Reproduce the lines below verbatim, from the first one through the line that contains "x=219, y=309", and include both of those lines.

-------- Records to use --------

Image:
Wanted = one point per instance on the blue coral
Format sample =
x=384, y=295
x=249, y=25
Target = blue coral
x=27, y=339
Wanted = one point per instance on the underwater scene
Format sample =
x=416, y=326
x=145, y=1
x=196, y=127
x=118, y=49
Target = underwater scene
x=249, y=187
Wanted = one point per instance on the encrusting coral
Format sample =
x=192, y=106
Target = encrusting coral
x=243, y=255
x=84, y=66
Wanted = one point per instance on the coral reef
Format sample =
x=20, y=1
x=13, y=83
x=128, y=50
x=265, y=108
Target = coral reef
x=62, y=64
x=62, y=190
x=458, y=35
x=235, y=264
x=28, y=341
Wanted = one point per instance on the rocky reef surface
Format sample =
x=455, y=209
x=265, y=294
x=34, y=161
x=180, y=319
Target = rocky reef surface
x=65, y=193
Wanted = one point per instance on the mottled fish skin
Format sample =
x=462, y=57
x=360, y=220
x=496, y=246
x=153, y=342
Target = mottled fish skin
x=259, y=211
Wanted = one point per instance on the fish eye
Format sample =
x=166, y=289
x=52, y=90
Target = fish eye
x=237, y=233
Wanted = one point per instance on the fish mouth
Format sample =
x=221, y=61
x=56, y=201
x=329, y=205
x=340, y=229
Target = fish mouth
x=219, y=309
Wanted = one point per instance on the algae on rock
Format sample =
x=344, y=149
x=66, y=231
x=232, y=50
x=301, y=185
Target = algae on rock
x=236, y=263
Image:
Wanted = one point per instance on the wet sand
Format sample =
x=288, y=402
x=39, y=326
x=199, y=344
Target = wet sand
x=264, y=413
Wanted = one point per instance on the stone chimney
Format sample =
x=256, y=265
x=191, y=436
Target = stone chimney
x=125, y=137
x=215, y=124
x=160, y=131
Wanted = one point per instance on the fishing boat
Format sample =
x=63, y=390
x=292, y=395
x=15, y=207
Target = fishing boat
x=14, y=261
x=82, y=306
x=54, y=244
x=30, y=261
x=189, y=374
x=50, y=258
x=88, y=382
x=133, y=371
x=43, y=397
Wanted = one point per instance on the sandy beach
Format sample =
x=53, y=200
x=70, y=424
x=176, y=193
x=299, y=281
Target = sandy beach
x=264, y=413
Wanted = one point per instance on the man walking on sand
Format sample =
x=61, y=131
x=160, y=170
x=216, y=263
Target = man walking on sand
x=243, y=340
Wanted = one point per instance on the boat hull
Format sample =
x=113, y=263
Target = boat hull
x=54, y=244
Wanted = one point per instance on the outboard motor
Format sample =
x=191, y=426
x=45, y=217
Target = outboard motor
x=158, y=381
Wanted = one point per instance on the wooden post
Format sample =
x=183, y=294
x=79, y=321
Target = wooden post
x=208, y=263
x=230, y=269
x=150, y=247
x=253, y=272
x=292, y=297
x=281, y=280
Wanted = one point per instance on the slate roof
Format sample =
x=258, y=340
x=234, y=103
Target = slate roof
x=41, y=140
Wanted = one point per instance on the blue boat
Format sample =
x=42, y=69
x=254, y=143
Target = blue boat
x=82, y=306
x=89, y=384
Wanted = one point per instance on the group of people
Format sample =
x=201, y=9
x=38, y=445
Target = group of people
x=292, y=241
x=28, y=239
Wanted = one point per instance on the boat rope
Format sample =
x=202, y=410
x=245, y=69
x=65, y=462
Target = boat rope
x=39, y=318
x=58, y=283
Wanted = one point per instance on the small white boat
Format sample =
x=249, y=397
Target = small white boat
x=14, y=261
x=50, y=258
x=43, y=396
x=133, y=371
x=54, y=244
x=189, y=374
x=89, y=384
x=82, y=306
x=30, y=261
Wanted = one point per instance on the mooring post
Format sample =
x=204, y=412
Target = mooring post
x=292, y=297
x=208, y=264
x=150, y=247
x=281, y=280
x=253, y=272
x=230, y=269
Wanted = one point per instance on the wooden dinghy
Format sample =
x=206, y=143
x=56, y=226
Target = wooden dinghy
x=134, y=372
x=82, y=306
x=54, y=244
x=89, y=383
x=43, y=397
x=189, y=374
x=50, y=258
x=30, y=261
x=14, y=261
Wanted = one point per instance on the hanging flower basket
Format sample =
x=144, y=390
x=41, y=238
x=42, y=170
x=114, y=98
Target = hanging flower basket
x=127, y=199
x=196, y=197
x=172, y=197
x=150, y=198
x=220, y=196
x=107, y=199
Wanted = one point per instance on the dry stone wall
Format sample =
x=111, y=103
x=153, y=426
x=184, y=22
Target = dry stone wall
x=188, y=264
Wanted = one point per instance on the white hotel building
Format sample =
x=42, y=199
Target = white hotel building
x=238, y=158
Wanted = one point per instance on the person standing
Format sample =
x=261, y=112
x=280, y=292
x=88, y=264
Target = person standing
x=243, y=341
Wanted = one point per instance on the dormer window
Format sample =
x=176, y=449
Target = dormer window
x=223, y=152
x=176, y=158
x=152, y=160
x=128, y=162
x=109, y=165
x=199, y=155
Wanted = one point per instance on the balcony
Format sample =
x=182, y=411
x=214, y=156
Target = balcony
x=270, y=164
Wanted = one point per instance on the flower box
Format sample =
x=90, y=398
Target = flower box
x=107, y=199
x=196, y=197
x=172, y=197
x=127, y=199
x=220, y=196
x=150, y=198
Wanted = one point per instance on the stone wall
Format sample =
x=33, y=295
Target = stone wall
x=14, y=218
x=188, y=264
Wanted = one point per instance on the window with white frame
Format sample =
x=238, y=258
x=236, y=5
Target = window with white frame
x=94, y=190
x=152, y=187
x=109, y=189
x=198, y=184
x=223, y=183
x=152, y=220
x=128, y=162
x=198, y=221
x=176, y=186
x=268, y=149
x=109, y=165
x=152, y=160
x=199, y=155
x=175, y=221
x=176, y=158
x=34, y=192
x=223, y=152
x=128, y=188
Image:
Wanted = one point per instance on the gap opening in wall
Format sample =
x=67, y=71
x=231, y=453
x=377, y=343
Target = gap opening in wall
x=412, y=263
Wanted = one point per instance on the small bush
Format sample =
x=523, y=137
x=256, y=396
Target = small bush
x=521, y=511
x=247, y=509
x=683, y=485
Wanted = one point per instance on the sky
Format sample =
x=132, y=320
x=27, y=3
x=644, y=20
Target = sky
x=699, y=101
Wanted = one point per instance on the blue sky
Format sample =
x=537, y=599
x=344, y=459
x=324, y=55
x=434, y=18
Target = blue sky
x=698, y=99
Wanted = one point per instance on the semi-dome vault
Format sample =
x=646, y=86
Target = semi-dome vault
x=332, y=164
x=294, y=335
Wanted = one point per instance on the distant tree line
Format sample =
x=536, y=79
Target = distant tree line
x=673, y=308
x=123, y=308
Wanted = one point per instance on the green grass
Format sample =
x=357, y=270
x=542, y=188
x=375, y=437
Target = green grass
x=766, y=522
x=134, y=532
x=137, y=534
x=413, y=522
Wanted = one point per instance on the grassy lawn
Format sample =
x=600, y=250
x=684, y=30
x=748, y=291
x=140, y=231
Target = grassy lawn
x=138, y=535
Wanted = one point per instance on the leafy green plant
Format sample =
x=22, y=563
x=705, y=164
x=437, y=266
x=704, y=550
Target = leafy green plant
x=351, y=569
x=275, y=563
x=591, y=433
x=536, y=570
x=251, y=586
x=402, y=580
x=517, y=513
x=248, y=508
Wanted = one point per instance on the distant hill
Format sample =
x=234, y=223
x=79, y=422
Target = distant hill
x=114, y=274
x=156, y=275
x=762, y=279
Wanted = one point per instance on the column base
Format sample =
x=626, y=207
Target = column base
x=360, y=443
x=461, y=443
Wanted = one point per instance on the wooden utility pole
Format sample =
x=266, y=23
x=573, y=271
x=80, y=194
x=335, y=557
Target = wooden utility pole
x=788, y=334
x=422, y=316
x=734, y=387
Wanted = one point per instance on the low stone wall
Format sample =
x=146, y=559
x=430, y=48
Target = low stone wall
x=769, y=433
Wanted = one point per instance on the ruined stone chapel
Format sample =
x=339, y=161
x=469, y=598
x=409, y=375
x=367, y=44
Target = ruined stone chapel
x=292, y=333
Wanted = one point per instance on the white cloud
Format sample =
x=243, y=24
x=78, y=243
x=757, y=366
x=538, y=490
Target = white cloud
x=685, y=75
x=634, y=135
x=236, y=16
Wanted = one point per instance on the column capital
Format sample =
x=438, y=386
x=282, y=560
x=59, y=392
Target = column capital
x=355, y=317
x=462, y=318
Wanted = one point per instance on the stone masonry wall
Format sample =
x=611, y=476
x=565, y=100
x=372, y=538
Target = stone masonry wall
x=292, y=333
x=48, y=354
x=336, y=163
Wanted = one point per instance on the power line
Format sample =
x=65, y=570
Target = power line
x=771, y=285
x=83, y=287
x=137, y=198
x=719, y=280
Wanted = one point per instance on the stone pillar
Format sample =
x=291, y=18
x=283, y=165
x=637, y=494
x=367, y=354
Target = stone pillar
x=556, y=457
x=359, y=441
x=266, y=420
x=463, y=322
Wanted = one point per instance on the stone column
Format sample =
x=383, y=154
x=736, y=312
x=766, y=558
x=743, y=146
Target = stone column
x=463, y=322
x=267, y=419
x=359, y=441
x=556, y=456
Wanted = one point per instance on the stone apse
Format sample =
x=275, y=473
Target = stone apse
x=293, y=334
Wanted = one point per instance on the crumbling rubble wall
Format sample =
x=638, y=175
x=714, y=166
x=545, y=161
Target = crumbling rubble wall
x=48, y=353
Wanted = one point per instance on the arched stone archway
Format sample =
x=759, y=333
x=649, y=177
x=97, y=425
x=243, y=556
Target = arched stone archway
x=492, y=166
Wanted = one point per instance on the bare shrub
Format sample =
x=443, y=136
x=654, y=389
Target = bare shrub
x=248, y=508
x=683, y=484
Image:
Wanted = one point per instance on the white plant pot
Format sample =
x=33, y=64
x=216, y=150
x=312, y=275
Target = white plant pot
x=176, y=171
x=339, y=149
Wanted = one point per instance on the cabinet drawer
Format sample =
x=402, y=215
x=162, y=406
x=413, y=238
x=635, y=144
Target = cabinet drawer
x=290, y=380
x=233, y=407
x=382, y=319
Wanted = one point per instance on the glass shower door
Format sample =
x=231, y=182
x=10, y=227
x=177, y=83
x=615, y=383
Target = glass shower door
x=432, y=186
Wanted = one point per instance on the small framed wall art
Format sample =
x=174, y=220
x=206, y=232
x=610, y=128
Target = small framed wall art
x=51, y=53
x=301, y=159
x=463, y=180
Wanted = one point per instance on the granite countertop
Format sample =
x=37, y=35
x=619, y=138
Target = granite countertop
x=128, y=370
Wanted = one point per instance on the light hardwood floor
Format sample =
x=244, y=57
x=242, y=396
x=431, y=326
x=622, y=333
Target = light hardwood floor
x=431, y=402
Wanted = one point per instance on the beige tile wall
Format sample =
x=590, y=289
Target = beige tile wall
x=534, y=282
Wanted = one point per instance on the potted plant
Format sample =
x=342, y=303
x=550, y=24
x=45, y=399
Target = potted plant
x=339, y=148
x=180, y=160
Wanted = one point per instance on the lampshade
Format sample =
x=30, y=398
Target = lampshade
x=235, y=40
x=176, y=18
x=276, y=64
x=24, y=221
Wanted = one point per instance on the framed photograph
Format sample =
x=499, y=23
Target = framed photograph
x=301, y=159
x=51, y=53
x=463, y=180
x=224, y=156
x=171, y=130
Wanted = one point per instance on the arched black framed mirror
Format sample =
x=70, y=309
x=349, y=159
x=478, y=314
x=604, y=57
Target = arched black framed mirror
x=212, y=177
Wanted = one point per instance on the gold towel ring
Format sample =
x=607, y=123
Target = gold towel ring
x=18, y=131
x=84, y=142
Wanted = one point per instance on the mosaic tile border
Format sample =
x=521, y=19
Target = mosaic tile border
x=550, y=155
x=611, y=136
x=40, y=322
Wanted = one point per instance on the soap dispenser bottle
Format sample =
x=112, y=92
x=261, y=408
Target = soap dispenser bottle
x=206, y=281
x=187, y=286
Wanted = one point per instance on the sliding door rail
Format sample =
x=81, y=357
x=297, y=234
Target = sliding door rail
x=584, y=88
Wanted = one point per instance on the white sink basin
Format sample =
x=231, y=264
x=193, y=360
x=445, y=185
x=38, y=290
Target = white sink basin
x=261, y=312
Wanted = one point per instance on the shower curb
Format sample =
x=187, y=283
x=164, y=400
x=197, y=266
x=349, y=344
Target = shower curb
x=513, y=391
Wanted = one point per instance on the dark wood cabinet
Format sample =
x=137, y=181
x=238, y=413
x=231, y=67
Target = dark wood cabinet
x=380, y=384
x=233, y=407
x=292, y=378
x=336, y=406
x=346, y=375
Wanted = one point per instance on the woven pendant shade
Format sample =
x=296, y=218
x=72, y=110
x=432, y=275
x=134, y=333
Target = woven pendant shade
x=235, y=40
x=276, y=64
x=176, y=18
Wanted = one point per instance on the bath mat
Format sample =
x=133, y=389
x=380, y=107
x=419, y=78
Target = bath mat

--------

Result of the exercise:
Image:
Wanted = one point per instance on the blue coral
Format sample =
x=384, y=295
x=249, y=25
Target = blue coral
x=27, y=339
Wanted = one point per instance on the underwater scene
Format sample =
x=416, y=326
x=145, y=1
x=196, y=127
x=118, y=49
Target = underwater scene
x=249, y=187
Wanted = one point per instance on the encrusting coral
Format sample =
x=192, y=106
Target = encrusting coral
x=243, y=255
x=84, y=66
Wanted = one point per instance on the coral reef
Format sample =
x=20, y=1
x=13, y=83
x=128, y=50
x=265, y=108
Target = coral reef
x=62, y=64
x=62, y=190
x=458, y=35
x=235, y=264
x=28, y=341
Wanted = one point per instance on the rocky reef surface
Format sample =
x=455, y=209
x=265, y=294
x=34, y=161
x=180, y=319
Target = rocky reef surface
x=65, y=193
Wanted = one point per instance on the mottled fish skin
Format sample =
x=462, y=57
x=360, y=220
x=496, y=246
x=153, y=342
Target = mottled fish skin
x=259, y=211
Wanted = one point per instance on the fish eye
Format sample =
x=166, y=289
x=52, y=90
Target = fish eye
x=237, y=233
Wanted = one point per instance on the fish mouth
Format sample =
x=221, y=61
x=56, y=201
x=329, y=205
x=340, y=229
Target = fish mouth
x=219, y=309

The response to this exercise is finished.